▶ Task requirements:
A) In the concert blog text, rewrite the passage between "There was no" and "in March, 1997.", inclusive, with "surprisingly" replaced by "remarkably".
B) According to the concert blog text, which Chris Cornell song did Train perform?
C) Continue the concert blog text from its final line.

======== Text ========

Saw Silversun Pickups & Third Eye Blind Saturday night.
I know Third Eye Blind belongs to the group of bands that put out a bunch of inescapable alt-rock songs in the 90s: Third Eye Blind, 311, Three Doors Down, Seven Mary Three, Smashmouth, Sugar Ray, Sublime, Semisonic, etc.. But, until I looked it up just now, I couldn’t have named a single song they did. Turns out, Third Eye Blind was responsible for “Semi-charmed Life”.
Doo doo doo. Doo de doo doo.
Silversun Pickups, on the other hand, are nothing like that. They started out in the 00s, sounding like a slightly sunnier and less-angst-filled Smashing Pumpkins.
But they’ve grown into their own sound, these days.
They were fun, live. The singer/guitar player was having a lot of fun, and the drummer is a blast to watch – he has a crash cymbal way up over his right shoulder that he whacks with this great overhead left-hand smash. But, the guitar was inaudible about half the time: a big blow to a band that uses guitar like they do.
We left about five songs into Third Eye Blind.
No more shows this week. But next week: Lindsey Buckingham and Christine McVie!
What two things do Paul Simon and Train have in common?
A) We saw them both this week, separately, at outdoor concert venues.
B) They both played “Call Me Al”.
We got Train tickets from one of the guys in the band, a long-time friend of Mrs C’s. We also got to go backstage after the show and hang out with (some of) the band – drink their beer, eat their snacks, listen to rock star stories. Our seats were in the guests-of-the-band section, so we had the owner of a golf course where the band had spent their afternoon on one side. On the other side was … a guy in a hat. After the show we learned that he is a well-known guitar tech who current works for AC/DC and Aerosmith (among others). Ain’t we special. Train’s music is mostly not my cup of tea. Their first album was pretty good, but their recent stuff doesn’t really click with me. Still, they’re a good band and they put on a good show. They even played a fine version of Chris Cornell’s “Black Hole Sun”! So, it was a good time.
There was no backstage loafing with Paul Simon for us. But, we did get to see him play and that was plenty good enough. He’s surprisingly animated and fun to watch. His voice still has that fantastic tone, though he’s lost a bit of his range. But best of all, he has that amazing Paul Simon song catalog to choose from! He played a solid two hours but I’m sure he could have played another two hours without having to play a bad song. He didn’t play “Kodachrome” or “Slip Sliding Away” or “One Trick Pony” or “Mrs Robinson” or “Something So Right” or “Cecilia” or the other half of the “Graceland” album! And, this might be a first, but I would have even liked to hear more of his newer stuff – his recent two records are both very good! Very glad I got to see him.
… at the Carrboro Arts Center.
Tenth time seeing him! First time was in March, 1997.

======== Stored records ========

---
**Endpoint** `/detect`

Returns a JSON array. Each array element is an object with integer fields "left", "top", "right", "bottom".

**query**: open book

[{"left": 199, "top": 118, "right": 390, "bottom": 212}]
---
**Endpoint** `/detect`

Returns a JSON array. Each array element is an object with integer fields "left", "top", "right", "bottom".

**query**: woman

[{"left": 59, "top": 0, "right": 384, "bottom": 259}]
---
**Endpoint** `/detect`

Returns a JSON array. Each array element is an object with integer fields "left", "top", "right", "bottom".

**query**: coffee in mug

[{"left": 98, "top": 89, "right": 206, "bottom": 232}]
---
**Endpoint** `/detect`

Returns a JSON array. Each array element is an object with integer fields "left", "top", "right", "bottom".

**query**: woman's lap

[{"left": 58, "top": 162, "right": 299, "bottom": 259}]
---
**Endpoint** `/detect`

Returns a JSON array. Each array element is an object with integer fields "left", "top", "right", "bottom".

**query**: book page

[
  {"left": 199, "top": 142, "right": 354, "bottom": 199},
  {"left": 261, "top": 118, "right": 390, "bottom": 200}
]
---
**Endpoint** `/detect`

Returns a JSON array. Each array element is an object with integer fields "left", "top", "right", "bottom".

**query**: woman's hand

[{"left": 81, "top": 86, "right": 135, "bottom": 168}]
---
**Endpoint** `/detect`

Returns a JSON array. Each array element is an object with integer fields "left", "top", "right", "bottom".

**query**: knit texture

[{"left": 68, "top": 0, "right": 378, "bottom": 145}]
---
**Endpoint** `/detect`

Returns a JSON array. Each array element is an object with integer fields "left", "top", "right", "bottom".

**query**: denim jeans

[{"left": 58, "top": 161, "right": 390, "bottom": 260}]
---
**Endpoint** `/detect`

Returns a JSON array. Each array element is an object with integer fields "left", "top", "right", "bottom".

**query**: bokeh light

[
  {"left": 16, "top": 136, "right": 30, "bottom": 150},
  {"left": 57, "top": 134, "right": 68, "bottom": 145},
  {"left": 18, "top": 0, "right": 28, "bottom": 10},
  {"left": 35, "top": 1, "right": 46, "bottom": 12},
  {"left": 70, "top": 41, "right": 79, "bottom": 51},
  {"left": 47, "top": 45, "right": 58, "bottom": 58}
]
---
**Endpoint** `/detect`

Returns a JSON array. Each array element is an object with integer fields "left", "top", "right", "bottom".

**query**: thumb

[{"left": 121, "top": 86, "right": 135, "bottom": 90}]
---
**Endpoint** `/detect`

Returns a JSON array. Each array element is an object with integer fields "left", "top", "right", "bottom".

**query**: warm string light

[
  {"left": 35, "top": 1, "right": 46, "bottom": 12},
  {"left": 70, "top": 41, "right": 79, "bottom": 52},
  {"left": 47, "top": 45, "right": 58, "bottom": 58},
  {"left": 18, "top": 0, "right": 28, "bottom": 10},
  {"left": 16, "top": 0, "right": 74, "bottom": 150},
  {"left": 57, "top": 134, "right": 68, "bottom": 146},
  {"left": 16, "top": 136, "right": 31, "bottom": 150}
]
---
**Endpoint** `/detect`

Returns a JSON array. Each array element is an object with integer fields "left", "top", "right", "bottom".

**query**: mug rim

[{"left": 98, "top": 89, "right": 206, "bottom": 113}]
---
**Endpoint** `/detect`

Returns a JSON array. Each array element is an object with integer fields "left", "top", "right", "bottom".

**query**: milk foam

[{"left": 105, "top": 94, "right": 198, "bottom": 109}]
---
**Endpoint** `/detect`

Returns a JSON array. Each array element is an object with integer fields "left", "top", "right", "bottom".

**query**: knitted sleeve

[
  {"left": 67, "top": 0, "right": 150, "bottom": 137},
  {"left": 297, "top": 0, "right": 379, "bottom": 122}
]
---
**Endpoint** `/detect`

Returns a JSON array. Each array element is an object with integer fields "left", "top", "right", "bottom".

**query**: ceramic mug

========

▶ Responses to the tasks:
A)
There was no backstage loafing with Paul Simon for us. But, we did get to see him play and that was plenty good enough. He’s remarkably animated and fun to watch. His voice still has that fantastic tone, though he’s lost a bit of his range. But best of all, he has that amazing Paul Simon song catalog to choose from! He played a solid two hours but I’m sure he could have played another two hours without having to play a bad song. He didn’t play “Kodachrome” or “Slip Sliding Away” or “One Trick Pony” or “Mrs Robinson” or “Something So Right” or “Cecilia” or the other half of the “Graceland” album! And, this might be a first, but I would have even liked to hear more of his newer stuff – his recent two records are both very good! Very glad I got to see him.
… at the Carrboro Arts Center.
Tenth time seeing him! First time was in March, 1997.

B) Train played Chris Cornell's "Black Hole Sun."

C)
This set was mostly requests that he took on Facebook. So it was a lot of stuff I’d never heard him do live before: One Long Pair Of Eyes, The Ghost Ship, I Want To Destroy You, A Skull, A Suitcase…. And, he picked one of my suggestions: Luminous Rose. In addition, he played almost all of my favorites: Guilford, Glass Hotel, Briggs, etc.. If he had also played Chinese Bones, he would’ve completed my top five. He also played a lot of songs from his (very good) new record, which all sounded great done with just an acoustic guitar.
Local singer, Skylar Gudasz, opened with a set of excellent tunes – minimalist and intimate in the style of Cat Power or Joni Mitchell at her best. Worth checking out.
Three weeks till Paul Simon.
The Adrian Belew Power Trio stopped at the Cat’s Cradle last weekend, and we went to see them, as we always do. And he was good, as he always is. It was the usual blend of mind-bending instrumental math rock and poppy Beatlesque numbers, including an actual Beatles’ song (“Free As A Bird”), a bit of David Bowie’s “Boys Keep Swinging” (on which Belew originally played) and several King Crimson classics.
He was notably more active and lively this time around. Last time he was here, he spent a lot of time on his very fancy bouncy stool. Regardless, he always seems so dang happy to be playing – like he’s constantly surprised that he just made his guitar do that!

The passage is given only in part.